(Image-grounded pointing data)
===============

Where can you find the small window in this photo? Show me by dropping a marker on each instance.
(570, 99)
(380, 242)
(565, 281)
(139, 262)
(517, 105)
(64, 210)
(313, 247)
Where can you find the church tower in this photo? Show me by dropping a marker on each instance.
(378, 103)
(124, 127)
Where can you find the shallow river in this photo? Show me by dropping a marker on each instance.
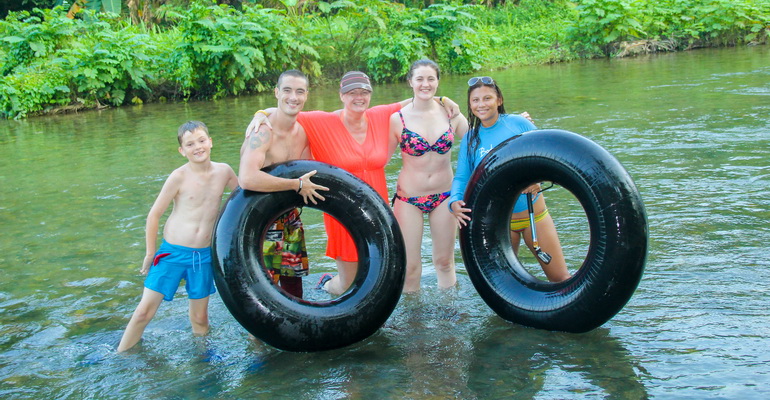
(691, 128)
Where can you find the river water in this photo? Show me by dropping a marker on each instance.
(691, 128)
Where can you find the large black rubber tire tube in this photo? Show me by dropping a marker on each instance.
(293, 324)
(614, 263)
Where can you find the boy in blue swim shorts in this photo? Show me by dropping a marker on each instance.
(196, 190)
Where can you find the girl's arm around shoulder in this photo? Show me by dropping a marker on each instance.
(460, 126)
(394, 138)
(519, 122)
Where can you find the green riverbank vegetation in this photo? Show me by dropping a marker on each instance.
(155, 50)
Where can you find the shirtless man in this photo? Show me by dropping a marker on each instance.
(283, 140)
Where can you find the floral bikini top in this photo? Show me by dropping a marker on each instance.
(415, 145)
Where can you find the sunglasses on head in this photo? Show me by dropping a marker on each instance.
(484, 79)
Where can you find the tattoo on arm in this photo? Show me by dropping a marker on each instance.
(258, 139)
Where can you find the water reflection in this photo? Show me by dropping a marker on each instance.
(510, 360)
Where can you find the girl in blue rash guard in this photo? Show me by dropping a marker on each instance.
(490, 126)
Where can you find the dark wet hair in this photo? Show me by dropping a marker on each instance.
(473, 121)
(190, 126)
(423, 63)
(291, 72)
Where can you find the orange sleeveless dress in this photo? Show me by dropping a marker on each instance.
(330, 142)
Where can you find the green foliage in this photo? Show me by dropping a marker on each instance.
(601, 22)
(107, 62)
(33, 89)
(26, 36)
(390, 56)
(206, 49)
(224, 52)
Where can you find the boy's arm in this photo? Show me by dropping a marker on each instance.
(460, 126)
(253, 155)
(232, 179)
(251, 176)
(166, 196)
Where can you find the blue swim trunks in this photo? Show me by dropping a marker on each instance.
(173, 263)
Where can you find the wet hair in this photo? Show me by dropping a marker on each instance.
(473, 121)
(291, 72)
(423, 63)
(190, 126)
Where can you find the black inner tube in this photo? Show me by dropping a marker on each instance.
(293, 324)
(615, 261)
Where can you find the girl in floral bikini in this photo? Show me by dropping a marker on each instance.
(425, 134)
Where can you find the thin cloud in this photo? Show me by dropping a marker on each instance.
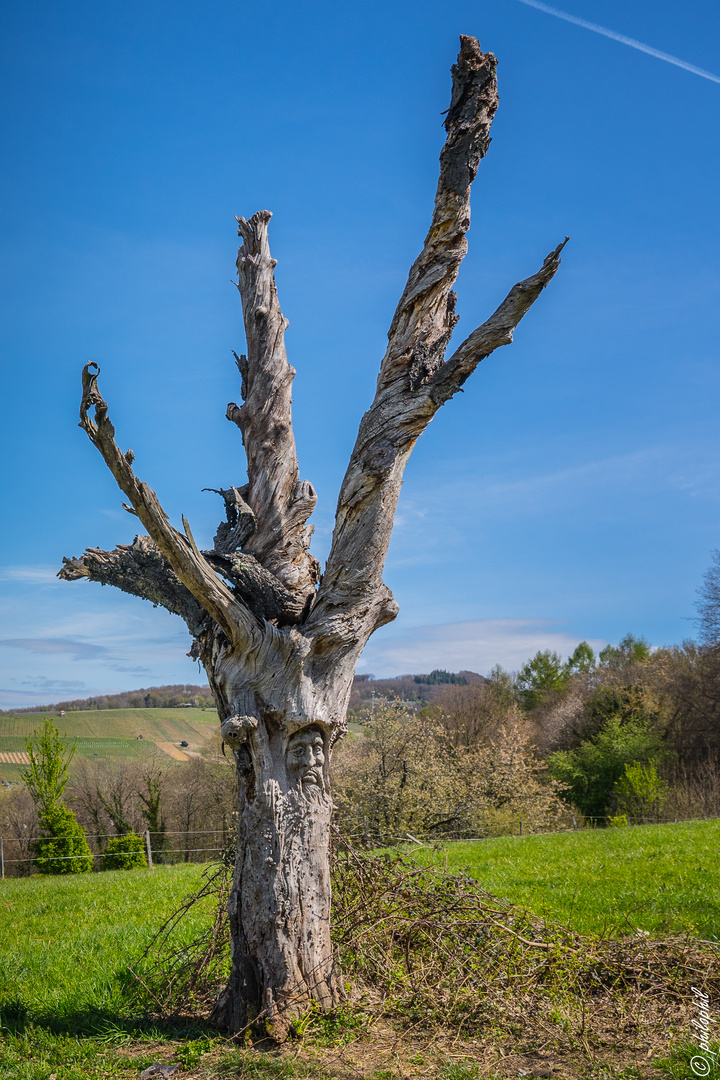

===============

- Work task: Word for word, print all of the data; skip the pictures.

- Answer to this problem:
Where can you find the small window in this photo? Show me by dropping a marker on each instance.
(570, 99)
(380, 242)
(565, 281)
(139, 262)
(517, 105)
(64, 210)
(313, 247)
Where can you find the church tower in this photo? Show me by dropping a marker on each instance.
(378, 103)
(124, 127)
Where can you find the shallow river in this photo? Show me by dropping a marker on each instance.
(691, 128)
Where can you find the river water in this photo? Show me by dropping a marker on each instance.
(691, 128)
Where can you find the large black rubber tire tube in this photo? Show me by dropping a marker on each instance.
(293, 324)
(614, 263)
Where can you find the boy in blue swim shorts in this photo? Show me by dropping a marker on each instance.
(196, 190)
Where can you find the girl's arm around shoulder in this photo? Show me by dropping a marker on each instance.
(460, 126)
(394, 138)
(519, 122)
Where can you find the green riverbank vegetation in this photo? Show me by dropping a marker on each instance.
(155, 50)
Where can you find the shirtless man in this photo? Show me by dropping a marker on each instance.
(283, 140)
Where can you find the floral bikini top in this photo? Show me by dropping a marker on each instance.
(415, 145)
Where can you find the sunglasses on head in this photo? Show me by dropping a marker on each instance.
(484, 79)
Where can you find the tattoo on arm in this photo? Show me by dropping a marker on each instance.
(258, 139)
Where can you find the water reflection in this photo? Show me by dropping a marker on each instance.
(510, 360)
Where can you find the girl in blue rash guard in this photo? Show me by dropping a marker on each instance.
(490, 126)
Where can you find the dark wet hair in this photo? Show me by dropping a marker on each instance.
(473, 121)
(190, 126)
(423, 63)
(291, 72)
Where can you find the orange sleeveless dress in this photo? Show me by dropping a marker on each instance.
(330, 142)
Where can you find the green foliage in this photo? Show me by dropping a marker on each instance.
(601, 22)
(107, 62)
(33, 89)
(26, 36)
(390, 56)
(206, 49)
(224, 52)
Where can you find the boy's arm in this photo? Show me by dropping a marker on each instance.
(460, 126)
(253, 155)
(232, 179)
(251, 176)
(166, 196)
Where can you find the blue swim trunks in this photo? Show me by dropping a marker on each instance.
(173, 263)
Where can you find the wet hair in this photo? Show me by dropping a marker on each instance.
(473, 121)
(291, 72)
(423, 63)
(190, 126)
Where can you find the black inner tube in this photo? Show me by dropping a marker on each instance.
(293, 324)
(615, 261)
Where can you find the girl in floral bikini in this photo? Show me by dropping a marker on each instance.
(425, 134)
Where can you find the thin cloud in this photo? Show me by dropping a marker on each instance.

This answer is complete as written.